** RECORDS SHOWN follows **

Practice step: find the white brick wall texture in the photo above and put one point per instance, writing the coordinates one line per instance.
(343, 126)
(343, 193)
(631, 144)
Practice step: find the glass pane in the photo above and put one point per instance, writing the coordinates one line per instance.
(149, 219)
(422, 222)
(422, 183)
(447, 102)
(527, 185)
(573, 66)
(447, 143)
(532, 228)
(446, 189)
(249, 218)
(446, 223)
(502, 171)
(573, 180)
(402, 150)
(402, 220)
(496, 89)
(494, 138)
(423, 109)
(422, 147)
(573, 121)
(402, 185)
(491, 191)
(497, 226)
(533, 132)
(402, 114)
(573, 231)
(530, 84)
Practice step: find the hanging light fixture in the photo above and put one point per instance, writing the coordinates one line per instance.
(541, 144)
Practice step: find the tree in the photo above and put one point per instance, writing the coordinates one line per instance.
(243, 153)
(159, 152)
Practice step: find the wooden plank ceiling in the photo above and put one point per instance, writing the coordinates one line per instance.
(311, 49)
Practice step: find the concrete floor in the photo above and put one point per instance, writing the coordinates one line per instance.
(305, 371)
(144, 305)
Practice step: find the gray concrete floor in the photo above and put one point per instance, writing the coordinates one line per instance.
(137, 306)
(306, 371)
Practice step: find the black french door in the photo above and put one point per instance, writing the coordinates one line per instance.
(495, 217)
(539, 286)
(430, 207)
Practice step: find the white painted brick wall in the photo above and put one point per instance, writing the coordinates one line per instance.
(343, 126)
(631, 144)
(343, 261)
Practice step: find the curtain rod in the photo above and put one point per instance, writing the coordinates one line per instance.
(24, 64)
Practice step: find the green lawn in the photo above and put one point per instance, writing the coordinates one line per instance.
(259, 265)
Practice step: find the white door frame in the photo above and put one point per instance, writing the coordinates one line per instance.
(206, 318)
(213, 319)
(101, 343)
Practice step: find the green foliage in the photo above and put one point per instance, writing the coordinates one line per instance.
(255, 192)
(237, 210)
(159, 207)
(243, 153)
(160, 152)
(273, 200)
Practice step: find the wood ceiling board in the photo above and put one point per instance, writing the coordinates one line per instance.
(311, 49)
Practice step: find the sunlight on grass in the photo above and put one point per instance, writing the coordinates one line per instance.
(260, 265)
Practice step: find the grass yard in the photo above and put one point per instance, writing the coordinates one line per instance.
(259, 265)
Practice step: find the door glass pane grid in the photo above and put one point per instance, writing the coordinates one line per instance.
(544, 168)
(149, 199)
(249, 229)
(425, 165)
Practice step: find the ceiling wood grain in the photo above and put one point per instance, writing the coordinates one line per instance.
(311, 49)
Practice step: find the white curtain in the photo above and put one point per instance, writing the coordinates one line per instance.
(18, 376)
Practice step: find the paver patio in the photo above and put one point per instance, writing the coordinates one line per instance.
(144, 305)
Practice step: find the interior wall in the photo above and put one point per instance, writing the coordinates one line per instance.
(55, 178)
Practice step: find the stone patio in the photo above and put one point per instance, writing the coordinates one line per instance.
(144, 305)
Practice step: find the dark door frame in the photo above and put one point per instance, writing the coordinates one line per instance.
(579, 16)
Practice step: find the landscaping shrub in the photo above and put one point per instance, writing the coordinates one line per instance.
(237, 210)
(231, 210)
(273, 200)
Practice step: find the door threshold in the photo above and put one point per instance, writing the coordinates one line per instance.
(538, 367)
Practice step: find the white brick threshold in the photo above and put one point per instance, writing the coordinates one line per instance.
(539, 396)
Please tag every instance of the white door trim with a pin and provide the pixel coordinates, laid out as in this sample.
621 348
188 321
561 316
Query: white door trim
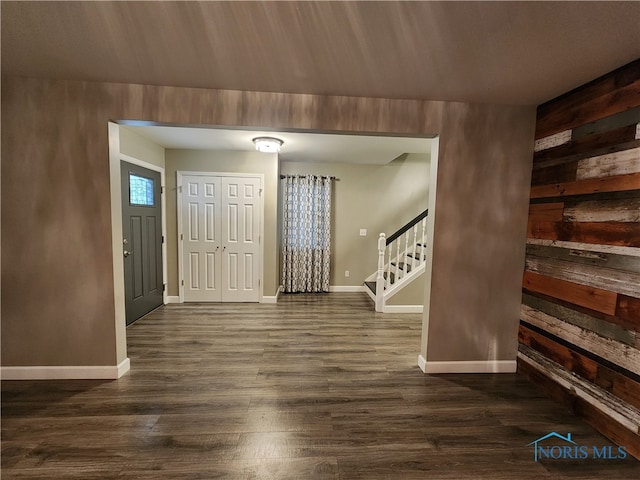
179 185
163 204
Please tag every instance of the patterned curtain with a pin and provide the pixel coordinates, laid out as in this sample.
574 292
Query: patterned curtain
306 244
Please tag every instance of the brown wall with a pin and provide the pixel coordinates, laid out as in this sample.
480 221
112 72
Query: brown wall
482 183
57 280
581 289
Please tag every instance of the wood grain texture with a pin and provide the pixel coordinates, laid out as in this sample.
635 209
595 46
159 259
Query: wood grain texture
625 356
569 359
581 288
609 165
627 210
617 183
313 387
604 325
616 383
546 212
579 406
614 92
619 281
601 233
627 263
618 139
593 298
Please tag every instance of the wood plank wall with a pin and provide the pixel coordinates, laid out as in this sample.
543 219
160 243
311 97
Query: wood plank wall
579 335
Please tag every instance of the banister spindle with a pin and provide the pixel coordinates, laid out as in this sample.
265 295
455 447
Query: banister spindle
415 241
406 251
380 282
397 272
389 265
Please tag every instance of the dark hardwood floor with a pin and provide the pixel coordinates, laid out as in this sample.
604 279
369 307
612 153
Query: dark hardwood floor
314 387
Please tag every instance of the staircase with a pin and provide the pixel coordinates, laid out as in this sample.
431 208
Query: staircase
401 259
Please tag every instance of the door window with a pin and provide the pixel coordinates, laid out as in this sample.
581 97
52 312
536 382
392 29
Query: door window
141 190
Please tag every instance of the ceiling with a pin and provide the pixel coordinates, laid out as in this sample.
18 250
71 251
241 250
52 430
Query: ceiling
489 52
297 147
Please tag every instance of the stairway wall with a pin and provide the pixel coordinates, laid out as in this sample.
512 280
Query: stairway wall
380 198
581 287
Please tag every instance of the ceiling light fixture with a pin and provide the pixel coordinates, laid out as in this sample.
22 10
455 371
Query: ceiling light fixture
268 144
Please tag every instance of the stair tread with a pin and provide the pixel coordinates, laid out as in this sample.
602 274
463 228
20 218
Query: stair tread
371 286
401 266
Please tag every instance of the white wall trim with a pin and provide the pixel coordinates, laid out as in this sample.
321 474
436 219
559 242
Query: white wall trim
422 363
106 372
271 298
403 309
473 366
346 288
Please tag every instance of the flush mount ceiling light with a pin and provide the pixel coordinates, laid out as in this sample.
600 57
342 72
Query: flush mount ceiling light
268 144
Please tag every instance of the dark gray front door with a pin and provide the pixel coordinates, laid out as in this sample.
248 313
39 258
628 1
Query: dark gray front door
142 240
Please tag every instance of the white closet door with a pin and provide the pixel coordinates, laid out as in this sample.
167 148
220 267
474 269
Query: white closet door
201 243
241 246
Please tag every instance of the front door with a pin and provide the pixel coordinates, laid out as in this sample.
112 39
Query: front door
142 240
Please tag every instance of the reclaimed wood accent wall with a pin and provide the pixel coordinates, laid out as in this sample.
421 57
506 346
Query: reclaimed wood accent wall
579 335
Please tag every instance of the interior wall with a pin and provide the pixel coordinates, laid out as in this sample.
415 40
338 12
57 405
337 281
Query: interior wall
223 162
378 198
139 147
483 177
57 253
580 316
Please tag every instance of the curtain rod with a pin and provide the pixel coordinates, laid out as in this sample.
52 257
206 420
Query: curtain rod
321 176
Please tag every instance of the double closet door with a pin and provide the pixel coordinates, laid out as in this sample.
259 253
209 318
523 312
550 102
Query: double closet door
220 238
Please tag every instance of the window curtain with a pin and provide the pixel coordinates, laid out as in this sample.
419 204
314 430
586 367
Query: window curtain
306 244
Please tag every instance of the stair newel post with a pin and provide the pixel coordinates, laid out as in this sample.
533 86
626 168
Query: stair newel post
415 241
382 245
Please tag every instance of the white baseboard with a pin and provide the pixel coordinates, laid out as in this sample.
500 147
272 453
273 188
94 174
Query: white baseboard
106 372
271 298
474 366
403 308
346 288
422 363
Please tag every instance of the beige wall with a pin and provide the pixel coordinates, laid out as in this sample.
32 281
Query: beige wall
223 162
57 249
139 147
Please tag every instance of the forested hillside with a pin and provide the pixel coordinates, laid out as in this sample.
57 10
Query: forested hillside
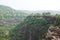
27 25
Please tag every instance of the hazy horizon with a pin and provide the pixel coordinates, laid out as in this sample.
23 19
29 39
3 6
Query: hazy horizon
32 4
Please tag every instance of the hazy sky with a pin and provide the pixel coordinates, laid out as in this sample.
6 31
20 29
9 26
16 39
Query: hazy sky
32 4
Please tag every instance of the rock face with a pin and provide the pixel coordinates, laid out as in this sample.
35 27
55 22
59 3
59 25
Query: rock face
53 33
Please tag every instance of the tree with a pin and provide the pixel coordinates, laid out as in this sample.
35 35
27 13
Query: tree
32 28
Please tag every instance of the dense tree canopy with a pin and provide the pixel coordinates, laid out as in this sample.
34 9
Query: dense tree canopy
32 28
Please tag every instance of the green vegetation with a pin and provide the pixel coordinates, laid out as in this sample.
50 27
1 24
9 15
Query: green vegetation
21 25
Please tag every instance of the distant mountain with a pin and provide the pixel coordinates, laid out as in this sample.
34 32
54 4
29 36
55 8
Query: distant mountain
11 16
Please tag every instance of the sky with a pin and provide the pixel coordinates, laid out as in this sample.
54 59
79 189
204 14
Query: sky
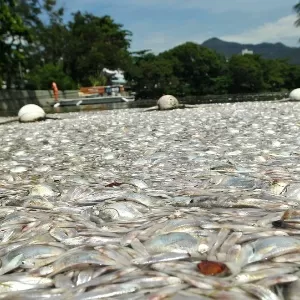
162 24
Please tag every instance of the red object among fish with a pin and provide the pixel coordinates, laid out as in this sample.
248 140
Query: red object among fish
207 267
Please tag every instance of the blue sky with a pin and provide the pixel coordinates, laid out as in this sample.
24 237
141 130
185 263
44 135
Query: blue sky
162 24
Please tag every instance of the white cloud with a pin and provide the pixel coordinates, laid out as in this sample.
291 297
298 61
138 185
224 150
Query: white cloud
282 30
214 6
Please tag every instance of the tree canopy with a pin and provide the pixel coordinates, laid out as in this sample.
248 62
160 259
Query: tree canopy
38 46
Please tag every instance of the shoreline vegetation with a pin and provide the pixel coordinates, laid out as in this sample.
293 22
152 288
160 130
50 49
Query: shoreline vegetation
40 47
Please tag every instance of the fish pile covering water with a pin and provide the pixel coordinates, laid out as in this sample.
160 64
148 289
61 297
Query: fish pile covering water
184 204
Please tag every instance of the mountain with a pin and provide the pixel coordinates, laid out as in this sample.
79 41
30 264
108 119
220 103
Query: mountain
266 50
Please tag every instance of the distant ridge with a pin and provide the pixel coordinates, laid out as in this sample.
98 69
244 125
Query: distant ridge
266 50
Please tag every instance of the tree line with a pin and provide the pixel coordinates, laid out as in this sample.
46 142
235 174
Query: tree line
37 46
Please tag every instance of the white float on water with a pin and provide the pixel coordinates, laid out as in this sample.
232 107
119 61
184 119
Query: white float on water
295 94
167 102
31 113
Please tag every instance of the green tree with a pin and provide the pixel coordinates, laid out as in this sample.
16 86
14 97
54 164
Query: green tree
94 43
246 74
42 77
275 72
196 67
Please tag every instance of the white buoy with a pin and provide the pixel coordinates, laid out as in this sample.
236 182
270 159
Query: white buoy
31 113
167 102
295 94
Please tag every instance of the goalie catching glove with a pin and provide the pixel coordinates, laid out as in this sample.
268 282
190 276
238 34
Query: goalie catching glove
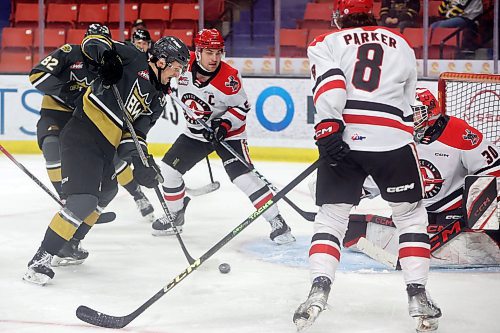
328 136
146 176
220 127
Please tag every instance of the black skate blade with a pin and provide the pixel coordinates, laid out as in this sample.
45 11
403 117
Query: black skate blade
95 318
204 189
106 217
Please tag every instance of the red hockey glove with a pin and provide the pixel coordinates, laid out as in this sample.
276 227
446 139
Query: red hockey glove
328 136
220 127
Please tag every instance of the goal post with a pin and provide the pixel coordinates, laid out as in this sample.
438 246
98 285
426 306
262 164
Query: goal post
474 98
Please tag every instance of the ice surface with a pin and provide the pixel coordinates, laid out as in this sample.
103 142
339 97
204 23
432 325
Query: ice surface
127 265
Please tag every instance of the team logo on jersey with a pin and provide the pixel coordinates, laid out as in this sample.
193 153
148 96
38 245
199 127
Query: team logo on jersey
77 65
183 81
433 182
144 74
137 103
472 137
232 83
199 106
357 137
66 48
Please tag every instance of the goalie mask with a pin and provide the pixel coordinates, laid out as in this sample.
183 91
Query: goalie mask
426 112
346 7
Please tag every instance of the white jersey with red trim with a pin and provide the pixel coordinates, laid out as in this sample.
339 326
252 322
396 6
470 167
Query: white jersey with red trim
367 77
222 96
459 151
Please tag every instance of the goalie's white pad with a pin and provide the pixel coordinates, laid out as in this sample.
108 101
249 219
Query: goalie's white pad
481 203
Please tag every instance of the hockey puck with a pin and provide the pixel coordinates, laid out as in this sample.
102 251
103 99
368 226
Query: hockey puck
224 268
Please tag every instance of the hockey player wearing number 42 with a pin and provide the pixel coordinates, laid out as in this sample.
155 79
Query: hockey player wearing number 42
214 91
63 77
96 130
449 149
365 120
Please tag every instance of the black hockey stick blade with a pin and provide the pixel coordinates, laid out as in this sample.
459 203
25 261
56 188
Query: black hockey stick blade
96 318
195 192
106 217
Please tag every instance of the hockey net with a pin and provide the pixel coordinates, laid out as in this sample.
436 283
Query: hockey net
474 98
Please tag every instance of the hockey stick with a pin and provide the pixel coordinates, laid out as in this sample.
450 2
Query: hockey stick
144 161
103 218
213 186
306 215
97 318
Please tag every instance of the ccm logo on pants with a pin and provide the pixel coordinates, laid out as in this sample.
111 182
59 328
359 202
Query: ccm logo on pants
401 188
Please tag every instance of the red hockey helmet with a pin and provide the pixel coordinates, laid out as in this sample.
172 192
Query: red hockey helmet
209 39
426 111
345 7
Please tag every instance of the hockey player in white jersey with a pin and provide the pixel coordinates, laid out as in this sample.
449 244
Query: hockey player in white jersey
363 85
213 90
449 149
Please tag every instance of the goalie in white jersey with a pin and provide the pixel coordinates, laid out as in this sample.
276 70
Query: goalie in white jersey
363 80
213 90
449 149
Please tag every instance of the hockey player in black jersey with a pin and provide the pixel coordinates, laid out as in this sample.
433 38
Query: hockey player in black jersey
63 77
96 130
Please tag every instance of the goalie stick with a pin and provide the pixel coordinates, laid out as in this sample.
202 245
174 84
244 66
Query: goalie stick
101 319
309 216
103 218
144 161
213 186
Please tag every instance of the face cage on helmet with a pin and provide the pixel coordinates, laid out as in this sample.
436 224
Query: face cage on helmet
420 121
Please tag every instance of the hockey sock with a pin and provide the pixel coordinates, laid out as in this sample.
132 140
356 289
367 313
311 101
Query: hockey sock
414 245
329 229
258 193
174 189
52 155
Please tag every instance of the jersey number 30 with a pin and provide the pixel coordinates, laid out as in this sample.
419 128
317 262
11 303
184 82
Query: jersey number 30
367 69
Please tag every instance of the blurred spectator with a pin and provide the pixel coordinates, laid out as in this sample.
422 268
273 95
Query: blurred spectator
460 14
399 13
138 24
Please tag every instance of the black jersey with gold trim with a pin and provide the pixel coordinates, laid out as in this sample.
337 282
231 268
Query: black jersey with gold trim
63 77
143 103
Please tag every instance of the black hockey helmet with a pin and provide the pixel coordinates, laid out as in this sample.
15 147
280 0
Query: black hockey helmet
141 34
171 49
98 29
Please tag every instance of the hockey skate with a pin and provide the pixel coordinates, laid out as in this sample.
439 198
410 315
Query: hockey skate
144 206
281 232
163 227
39 270
308 311
70 254
421 306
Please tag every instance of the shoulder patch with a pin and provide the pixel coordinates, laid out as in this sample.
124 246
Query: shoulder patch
232 83
66 48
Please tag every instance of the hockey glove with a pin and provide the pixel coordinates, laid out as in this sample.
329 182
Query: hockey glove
111 67
328 138
220 127
146 176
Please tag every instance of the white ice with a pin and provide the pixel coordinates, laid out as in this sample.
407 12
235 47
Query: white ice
127 265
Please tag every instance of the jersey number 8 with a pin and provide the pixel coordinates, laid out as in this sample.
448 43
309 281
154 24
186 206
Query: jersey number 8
370 58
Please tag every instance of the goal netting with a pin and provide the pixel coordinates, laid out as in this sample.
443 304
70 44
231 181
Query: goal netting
474 98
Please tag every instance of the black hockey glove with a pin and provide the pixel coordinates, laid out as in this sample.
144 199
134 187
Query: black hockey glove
146 176
220 127
328 136
111 67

** End of RECORDS SHOWN **

◆ WORK TO BE COMPLETED
Could you print the lines above, exactly as written, from the line containing "Please tag every instance of the black hockey glove" through the final one?

◆ COMPLETED TASK
Please tag every instance of the black hockey glove with a pin and provide the pixel coordinates, laid out as in this sample.
144 199
134 187
Query: black hockey glove
146 176
220 127
328 136
111 67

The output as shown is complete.